REQUIREMENT A:
From the SGLang container page, copy word for word the passage that begins with the words containing "All images are" and ends with "(DeepSeek, Qwen MoE)".
REQUIREMENT B:
Please continue the SGLang serving page from its last sentence, in the same style.

PAGE EXTRACT:
====

LLM Serving using SGLang DLC¶

Production-ready Docker images for serving large language models with SGLang on AWS. Built on Amazon Linux 2023 with ongoing security patching.

Images¶

Platform	Image	Default Port
EC2 / EKS	`public.ecr.aws/deep-learning-containers/sglang:server-cuda`	30000
Amazon SageMaker AI	`public.ecr.aws/deep-learning-containers/sglang:server-sagemaker-cuda`	8080

All images are also available on the ECR Public Gallery. For private ECR URIs, see Image Access.

What's Included¶

In addition to SGLang and its core stack (PyTorch 2.11, CUDA 13.0, NCCL, Python 3.12), the images bundle:

FlashInfer — fused attention kernels with precompiled cubins for fast cold start
DeepEP — expert-parallel kernels for large MoE models (DeepSeek, Qwen MoE)
Mooncake — KV-cache transfer engine for disaggregated prefill/decode
NIXL — KV connector for prefill/decode (PD) disaggregation KV transfer
runai-model-streamer — fast weight streaming from object storage, with the s3, gcs, and azure extras enabled
sgl-kernel — SGLang's custom CUDA kernels, built from source for the bundled CUDA arch list
EFA and OpenMPI — high-throughput multi-node networking on supported instances

The images are built from SGLang source against the H100 (sm_90) and Blackwell (sm_100, sm_103) CUDA architectures.

The runtime also bundles decord, lmdb, and peft to support multimodal vision-grounding models such as NVIDIA LocateAnything-3B, which return bounding boxes for objects matching a text prompt. See Supported Models for the tested set.

====

GIVEN INFORMATION:
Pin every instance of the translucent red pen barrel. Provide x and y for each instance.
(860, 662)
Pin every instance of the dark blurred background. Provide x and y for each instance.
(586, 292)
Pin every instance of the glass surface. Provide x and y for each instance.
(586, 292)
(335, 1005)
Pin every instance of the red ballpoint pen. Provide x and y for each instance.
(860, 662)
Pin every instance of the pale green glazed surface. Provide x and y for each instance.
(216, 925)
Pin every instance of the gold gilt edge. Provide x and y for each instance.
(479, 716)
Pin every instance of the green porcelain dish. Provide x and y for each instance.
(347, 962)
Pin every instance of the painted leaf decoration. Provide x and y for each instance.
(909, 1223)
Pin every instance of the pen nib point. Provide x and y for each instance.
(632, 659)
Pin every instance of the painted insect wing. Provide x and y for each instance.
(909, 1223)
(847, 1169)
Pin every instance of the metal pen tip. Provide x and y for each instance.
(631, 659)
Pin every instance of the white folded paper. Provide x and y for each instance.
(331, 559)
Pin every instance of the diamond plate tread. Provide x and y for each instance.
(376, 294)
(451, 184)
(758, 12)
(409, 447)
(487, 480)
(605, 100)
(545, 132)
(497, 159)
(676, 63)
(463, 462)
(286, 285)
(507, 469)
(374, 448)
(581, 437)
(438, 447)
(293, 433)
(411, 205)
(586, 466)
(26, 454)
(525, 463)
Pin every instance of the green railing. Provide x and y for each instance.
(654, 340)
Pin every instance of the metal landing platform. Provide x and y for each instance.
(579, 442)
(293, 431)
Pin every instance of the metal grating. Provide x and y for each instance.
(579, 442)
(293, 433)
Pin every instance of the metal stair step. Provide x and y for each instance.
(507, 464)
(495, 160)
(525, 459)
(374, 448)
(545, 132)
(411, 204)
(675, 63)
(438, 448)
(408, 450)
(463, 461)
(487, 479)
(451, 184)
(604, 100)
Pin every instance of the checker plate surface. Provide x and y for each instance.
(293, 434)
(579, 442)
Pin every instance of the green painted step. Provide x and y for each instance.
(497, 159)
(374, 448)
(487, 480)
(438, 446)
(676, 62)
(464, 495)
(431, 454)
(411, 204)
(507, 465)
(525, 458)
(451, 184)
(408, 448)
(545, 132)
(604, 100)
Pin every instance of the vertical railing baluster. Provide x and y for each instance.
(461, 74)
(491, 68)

====

TASK RESPONSE A:
All images are also available on the ECR Public Gallery. For private ECR URIs, see Image Access.

What's Included¶

In addition to SGLang and its core stack (PyTorch 2.11, CUDA 13.0, NCCL, Python 3.12), the images bundle:

FlashInfer — fused attention kernels with precompiled cubins for fast cold start
DeepEP — expert-parallel kernels for large MoE models (DeepSeek, Qwen MoE)

TASK RESPONSE B:
API Endpoints¶

The container runs SGLang's OpenAI-compatible API server. Common endpoints:

Endpoint	Purpose
`POST /v1/chat/completions`	Chat-style generation
`POST /v1/completions`	Legacy text completion
`POST /v1/embeddings`	Generate embeddings (embedding models)
`POST /generate`	SGLang-native generation API
`GET /v1/models`	List loaded model(s)
`GET /get_model_info`	Model metadata
`GET /health`, `/health_generate`	Liveness probe
`POST /flush_cache`	Flush the radix attention cache
`GET /metrics`	Prometheus metrics

Refer to SGLang's API documentation for request/response schemas and the full endpoint list.

How We Build¶

These images are curated builds, not simple repackages of upstream releases:

Built from upstream source — images build SGLang from a pinned upstream commit, each gated by our regression test suite before publication.
Regression-tested — validated against a suite of models on every release. See Supported Models for the full list.
Security-patched — continuously maintained with security patches from AWS on an Amazon Linux 2023 base.